GIVEN PROBLEM →
Switch "stick" to "pole" and write out the data again from the line with "Category: sign holding stick" up to and including the last line of the data, changing nothing else.

Begin

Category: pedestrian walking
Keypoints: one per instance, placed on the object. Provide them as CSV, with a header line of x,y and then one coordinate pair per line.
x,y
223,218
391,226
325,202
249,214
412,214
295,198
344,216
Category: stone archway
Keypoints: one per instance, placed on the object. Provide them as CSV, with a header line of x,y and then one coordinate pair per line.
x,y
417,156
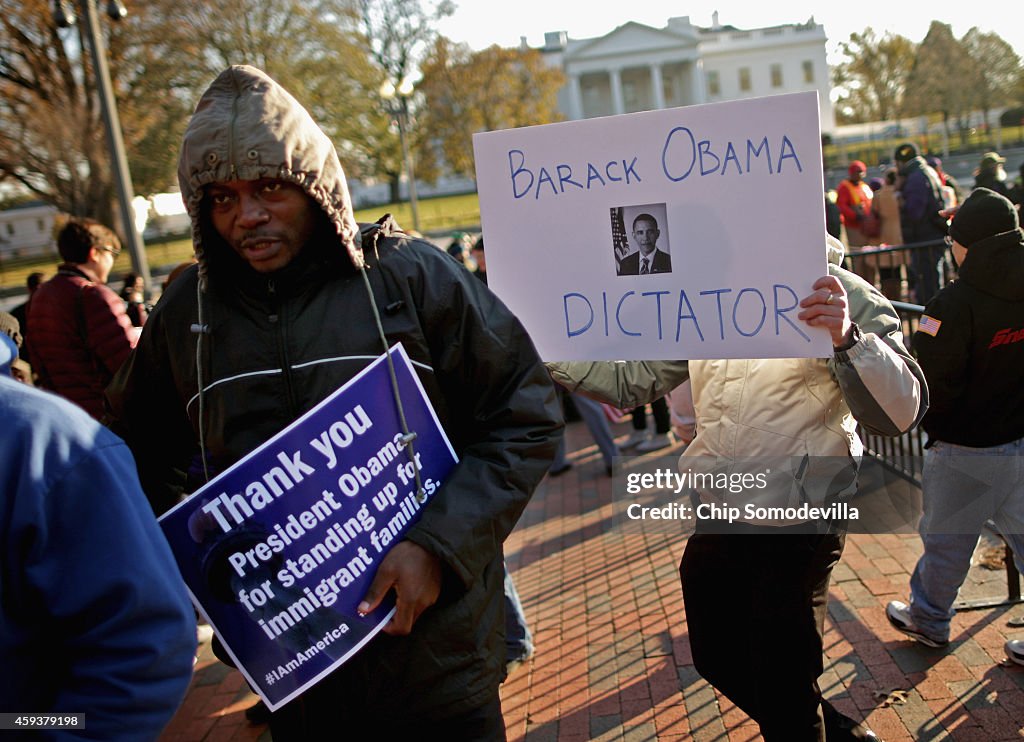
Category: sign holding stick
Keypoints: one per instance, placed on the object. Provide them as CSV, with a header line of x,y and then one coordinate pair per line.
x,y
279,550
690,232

End

OUTPUT FOR THIS EXERCISE →
Category: sign holding pole
Keypoints: one per instance, placed on the object. Provide them as CSV, with a header line of x,y and then one coordinate pair per line.
x,y
279,550
690,232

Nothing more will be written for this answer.